Write the records out again in full, word for word.

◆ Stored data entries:
◆ ◆ ◆

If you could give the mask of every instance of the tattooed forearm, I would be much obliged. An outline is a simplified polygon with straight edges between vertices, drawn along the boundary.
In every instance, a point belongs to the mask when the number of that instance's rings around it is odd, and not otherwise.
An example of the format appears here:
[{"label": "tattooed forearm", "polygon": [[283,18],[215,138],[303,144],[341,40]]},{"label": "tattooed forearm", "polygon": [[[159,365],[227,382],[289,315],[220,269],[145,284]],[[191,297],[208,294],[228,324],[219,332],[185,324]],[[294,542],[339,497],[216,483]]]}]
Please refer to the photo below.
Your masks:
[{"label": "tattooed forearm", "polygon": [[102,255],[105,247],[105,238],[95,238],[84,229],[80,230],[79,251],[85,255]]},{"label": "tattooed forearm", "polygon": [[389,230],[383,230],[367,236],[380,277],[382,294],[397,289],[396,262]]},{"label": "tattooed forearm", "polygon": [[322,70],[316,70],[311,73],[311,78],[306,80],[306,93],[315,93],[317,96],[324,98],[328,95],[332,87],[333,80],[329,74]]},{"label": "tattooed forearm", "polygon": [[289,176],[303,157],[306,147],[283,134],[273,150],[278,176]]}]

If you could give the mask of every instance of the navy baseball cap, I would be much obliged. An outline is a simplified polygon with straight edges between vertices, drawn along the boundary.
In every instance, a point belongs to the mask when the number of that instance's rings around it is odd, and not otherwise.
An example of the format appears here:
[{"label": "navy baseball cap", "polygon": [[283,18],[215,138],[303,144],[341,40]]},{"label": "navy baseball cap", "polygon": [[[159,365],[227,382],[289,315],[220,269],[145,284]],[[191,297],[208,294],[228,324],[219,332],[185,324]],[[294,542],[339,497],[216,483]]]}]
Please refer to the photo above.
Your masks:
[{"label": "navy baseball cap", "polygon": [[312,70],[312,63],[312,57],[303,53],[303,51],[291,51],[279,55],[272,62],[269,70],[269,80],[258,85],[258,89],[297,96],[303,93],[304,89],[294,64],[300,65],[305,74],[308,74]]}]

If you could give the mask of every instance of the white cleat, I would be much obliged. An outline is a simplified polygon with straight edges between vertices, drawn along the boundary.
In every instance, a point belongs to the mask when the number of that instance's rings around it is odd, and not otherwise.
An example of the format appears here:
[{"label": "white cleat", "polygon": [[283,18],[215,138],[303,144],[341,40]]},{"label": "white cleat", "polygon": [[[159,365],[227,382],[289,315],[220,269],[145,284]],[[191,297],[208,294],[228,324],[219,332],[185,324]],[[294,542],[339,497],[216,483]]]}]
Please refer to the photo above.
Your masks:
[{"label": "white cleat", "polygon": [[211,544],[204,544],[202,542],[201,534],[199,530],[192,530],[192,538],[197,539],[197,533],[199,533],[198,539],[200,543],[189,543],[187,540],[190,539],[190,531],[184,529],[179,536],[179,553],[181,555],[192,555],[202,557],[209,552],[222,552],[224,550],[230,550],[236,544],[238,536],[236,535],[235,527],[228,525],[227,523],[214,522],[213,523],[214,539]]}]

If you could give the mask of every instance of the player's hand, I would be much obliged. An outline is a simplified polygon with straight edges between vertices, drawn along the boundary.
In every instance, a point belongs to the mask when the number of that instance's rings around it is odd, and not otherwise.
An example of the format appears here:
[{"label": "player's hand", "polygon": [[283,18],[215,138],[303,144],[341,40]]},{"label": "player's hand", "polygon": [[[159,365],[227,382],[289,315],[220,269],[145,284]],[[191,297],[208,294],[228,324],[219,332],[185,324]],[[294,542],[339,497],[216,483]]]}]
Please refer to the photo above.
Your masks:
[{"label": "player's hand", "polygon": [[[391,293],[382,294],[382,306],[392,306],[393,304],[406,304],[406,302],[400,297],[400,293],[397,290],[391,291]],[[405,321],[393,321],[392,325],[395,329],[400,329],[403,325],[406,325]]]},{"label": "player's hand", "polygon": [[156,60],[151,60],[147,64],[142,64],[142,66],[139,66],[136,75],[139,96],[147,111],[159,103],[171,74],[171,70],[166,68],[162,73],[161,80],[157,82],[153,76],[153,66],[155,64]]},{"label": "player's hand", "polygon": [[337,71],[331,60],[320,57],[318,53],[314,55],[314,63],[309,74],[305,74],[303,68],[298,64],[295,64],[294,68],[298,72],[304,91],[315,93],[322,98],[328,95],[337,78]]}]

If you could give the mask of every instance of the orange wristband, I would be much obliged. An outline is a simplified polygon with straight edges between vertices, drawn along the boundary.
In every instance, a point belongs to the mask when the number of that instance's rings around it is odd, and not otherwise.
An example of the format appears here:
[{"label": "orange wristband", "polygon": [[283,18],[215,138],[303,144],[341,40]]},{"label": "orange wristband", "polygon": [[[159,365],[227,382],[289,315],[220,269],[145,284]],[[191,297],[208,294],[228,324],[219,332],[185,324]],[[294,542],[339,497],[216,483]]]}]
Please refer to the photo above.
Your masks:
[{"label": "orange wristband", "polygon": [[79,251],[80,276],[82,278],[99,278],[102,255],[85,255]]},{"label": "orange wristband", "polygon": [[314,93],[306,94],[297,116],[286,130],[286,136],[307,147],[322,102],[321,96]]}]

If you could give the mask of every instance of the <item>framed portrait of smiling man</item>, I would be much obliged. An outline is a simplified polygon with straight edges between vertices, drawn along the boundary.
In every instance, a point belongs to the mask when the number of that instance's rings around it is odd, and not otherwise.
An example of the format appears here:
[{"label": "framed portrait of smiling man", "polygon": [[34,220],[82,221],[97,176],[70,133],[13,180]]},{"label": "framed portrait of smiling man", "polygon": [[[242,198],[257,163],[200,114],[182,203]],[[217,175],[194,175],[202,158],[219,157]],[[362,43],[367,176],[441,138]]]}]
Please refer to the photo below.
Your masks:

◆ ◆ ◆

◆ Result of this task:
If you could give the mask of every instance of the tattooed forearm, I would be much obliged. An outline is a simplified polygon with straight edges between vertices, drawn along the boundary.
In every instance, a point belongs to the mask when the number of that instance's rings around it is odd, and not otherwise.
An example of the format appears here:
[{"label": "tattooed forearm", "polygon": [[283,18],[215,138],[303,144],[341,40]]},{"label": "tattooed forearm", "polygon": [[[159,365],[227,382],[289,315],[220,269],[145,284]],[[191,297],[208,294],[228,324],[219,332],[185,324]],[[294,542],[339,497],[216,483]]]}]
Please refer to the photo below.
Your masks:
[{"label": "tattooed forearm", "polygon": [[102,255],[105,247],[105,238],[95,238],[84,229],[80,230],[79,251],[85,255]]},{"label": "tattooed forearm", "polygon": [[389,230],[383,230],[367,236],[380,277],[382,294],[397,289],[396,262]]},{"label": "tattooed forearm", "polygon": [[322,70],[316,70],[311,73],[311,78],[306,80],[306,93],[315,93],[317,96],[324,98],[328,95],[332,87],[333,80],[329,74]]},{"label": "tattooed forearm", "polygon": [[289,176],[303,157],[306,147],[283,134],[273,150],[278,176]]}]

If you could give the mask of every instance of the navy baseball cap, I would be much obliged. An outline is a simplified polygon with straight edges between vertices, drawn along the boundary.
In every instance, a point belongs to the mask when the number of that instance's rings around it is odd, and not otherwise.
An example of the format appears here:
[{"label": "navy baseball cap", "polygon": [[283,18],[215,138],[303,144],[341,40]]},{"label": "navy baseball cap", "polygon": [[[159,365],[227,382],[289,315],[220,269],[145,284]],[[191,297],[208,294],[228,324],[219,332],[185,324]],[[294,542],[339,497],[216,483]]]}]
Please refer to the photo above.
Your masks:
[{"label": "navy baseball cap", "polygon": [[312,70],[312,63],[312,57],[303,53],[303,51],[291,51],[279,55],[272,62],[269,70],[269,80],[258,85],[258,89],[297,96],[303,93],[304,89],[294,64],[300,65],[305,74],[308,74]]}]

If you could give the mask of every instance of the white cleat, I would be much obliged. An outline is a simplified polygon with straight edges between vertices, drawn along the boundary.
In every instance, a point belongs to the mask when the number of that instance's rings around it is odd, and not otherwise.
An example of the format appears here:
[{"label": "white cleat", "polygon": [[283,18],[215,138],[303,144],[341,40]]},{"label": "white cleat", "polygon": [[[159,365],[227,382],[289,315],[220,269],[145,284]],[[191,297],[208,294],[228,324],[219,332],[185,324]],[[294,542],[339,497],[216,483]]]}]
Please refer to the photo above.
Your masks:
[{"label": "white cleat", "polygon": [[211,544],[204,544],[202,542],[201,534],[199,530],[192,530],[192,538],[197,539],[197,533],[199,533],[198,539],[200,543],[189,543],[187,540],[190,539],[190,531],[184,529],[179,536],[179,553],[181,555],[192,555],[202,557],[209,552],[222,552],[224,550],[230,550],[236,544],[238,536],[236,535],[235,527],[228,525],[227,523],[214,522],[213,523],[214,539]]}]

If you could give the mask of every instance of the player's hand, I would be much obliged. An outline is a simplified polygon with straight edges between vertices, drawn along the boundary.
In every instance, a point belongs to the mask when the number of that instance's rings around it is odd, and not otherwise.
An example of the format appears here:
[{"label": "player's hand", "polygon": [[283,18],[215,138],[303,144],[341,40]]},{"label": "player's hand", "polygon": [[[159,365],[227,382],[289,315],[220,269],[145,284]],[[191,297],[208,294],[228,324],[219,332],[185,324]],[[294,542],[339,497],[216,483]]]}]
Please refer to the photo above.
Your masks:
[{"label": "player's hand", "polygon": [[[391,293],[382,294],[382,306],[392,306],[393,304],[406,304],[406,302],[400,297],[400,293],[397,290],[391,291]],[[405,321],[393,321],[392,325],[395,329],[400,329],[403,325],[406,325]]]},{"label": "player's hand", "polygon": [[156,60],[151,60],[147,64],[142,64],[142,66],[139,66],[136,75],[139,96],[147,111],[159,103],[171,74],[171,70],[166,68],[162,73],[161,80],[157,82],[153,76],[153,66],[155,64]]},{"label": "player's hand", "polygon": [[337,71],[331,60],[320,57],[318,53],[314,55],[314,63],[309,74],[305,74],[303,68],[298,64],[295,64],[294,68],[298,72],[304,91],[315,93],[322,98],[328,95],[337,78]]}]

If you could give the mask of every instance of the orange wristband, I would be much obliged. An outline is a simplified polygon with straight edges between vertices, drawn along the boundary.
In every instance, a point belongs to the mask when the number of that instance's rings around it is odd, and not otherwise.
An example of the format appears here:
[{"label": "orange wristband", "polygon": [[283,18],[215,138],[303,144],[341,40]]},{"label": "orange wristband", "polygon": [[[159,365],[227,382],[289,315],[220,269],[145,284]],[[191,297],[208,294],[228,324],[219,332],[185,324]],[[294,542],[339,497],[216,483]]]}]
Please refer to the photo above.
Your masks:
[{"label": "orange wristband", "polygon": [[79,251],[80,276],[82,278],[99,278],[102,255],[85,255]]},{"label": "orange wristband", "polygon": [[314,93],[306,94],[297,116],[286,130],[286,136],[307,147],[322,102],[321,96]]}]

If you could give the mask of every instance of the <item>framed portrait of smiling man</item>, I would be much obliged. An outline is a simplified polygon with straight edges between vertices, drawn along the boundary.
In every instance, a point belongs to the mask when the number of that instance's rings around it is odd, and not otherwise.
An example of the format appears here:
[{"label": "framed portrait of smiling man", "polygon": [[34,220],[82,221],[97,176],[70,133],[13,180]]},{"label": "framed portrait of smiling man", "polygon": [[[242,198],[257,163],[200,114],[182,203]],[[217,175],[194,175],[202,158],[219,157]],[[362,43],[367,176],[441,138]]]}]
Please refer to the photo below.
Your masks:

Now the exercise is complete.